# Goal of the exercise:
Rewrite the entries below with every occurrence of "positive clicks" changed to "foreground clicks" and everything else left as it is, leaving out the pictures.
-- Data supplied follows --
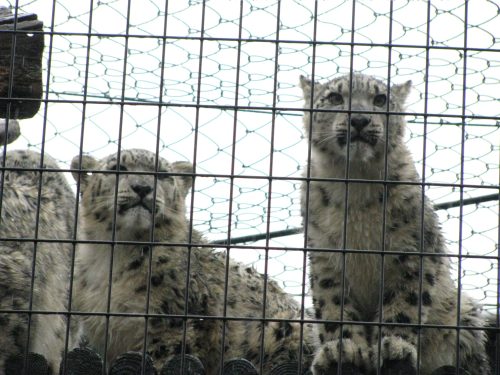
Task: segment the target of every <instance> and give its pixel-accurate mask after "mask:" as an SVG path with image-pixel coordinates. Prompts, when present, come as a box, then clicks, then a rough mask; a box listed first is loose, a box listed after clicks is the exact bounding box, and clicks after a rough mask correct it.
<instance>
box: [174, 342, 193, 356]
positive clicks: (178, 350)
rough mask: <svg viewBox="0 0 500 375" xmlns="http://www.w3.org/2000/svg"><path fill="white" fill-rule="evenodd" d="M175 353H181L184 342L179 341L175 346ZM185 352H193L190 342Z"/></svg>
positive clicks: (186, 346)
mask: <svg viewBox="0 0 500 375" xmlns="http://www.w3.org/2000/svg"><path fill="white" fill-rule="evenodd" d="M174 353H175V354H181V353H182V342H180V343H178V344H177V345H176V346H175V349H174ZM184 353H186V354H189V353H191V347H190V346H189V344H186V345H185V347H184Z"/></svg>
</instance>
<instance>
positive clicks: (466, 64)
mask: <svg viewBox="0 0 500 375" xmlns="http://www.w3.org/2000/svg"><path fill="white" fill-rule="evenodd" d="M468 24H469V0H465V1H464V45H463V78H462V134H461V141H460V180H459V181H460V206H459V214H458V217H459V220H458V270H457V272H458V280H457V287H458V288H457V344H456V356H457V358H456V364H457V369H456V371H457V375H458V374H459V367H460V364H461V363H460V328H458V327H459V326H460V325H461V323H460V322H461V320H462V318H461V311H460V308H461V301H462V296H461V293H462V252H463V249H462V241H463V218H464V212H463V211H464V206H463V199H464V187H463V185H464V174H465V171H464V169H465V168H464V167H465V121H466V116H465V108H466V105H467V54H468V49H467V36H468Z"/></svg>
-- Data supplied concluded --
# Written answer:
Task: segment the target of every <instance> and give its pixel-accurate mask after "mask:" as an SVG path with image-pixel coordinates. Prompts, when present, come as a box, then clicks, then a rough mask; a box listed first is loose, a box listed after clicks is the exact bounding box, and clicks after a rough mask correct it.
<instance>
box: [174, 342, 193, 356]
foreground clicks: (178, 350)
rough mask: <svg viewBox="0 0 500 375" xmlns="http://www.w3.org/2000/svg"><path fill="white" fill-rule="evenodd" d="M175 353H181L184 342L179 341L175 346ZM185 352H193L190 342Z"/></svg>
foreground clicks: (186, 346)
mask: <svg viewBox="0 0 500 375" xmlns="http://www.w3.org/2000/svg"><path fill="white" fill-rule="evenodd" d="M174 353H175V354H181V353H182V342H180V343H178V344H177V345H176V346H175V349H174ZM184 353H186V354H189V353H191V347H190V346H189V344H186V345H185V347H184Z"/></svg>
</instance>
<instance>
foreground clicks: (466, 64)
mask: <svg viewBox="0 0 500 375" xmlns="http://www.w3.org/2000/svg"><path fill="white" fill-rule="evenodd" d="M468 24H469V0H465V1H464V45H463V78H462V134H461V141H460V180H459V181H460V206H459V214H458V217H459V220H458V270H457V272H458V280H457V287H458V288H457V344H456V356H457V358H456V364H457V369H456V371H457V375H458V374H459V367H460V364H461V363H460V328H458V327H459V326H460V325H461V323H460V322H461V320H462V318H461V311H460V308H461V301H462V296H461V293H462V252H463V249H462V241H463V218H464V212H463V211H464V206H463V199H464V187H463V185H464V174H465V171H464V169H465V168H464V167H465V121H466V116H465V108H466V105H467V54H468V49H467V36H468Z"/></svg>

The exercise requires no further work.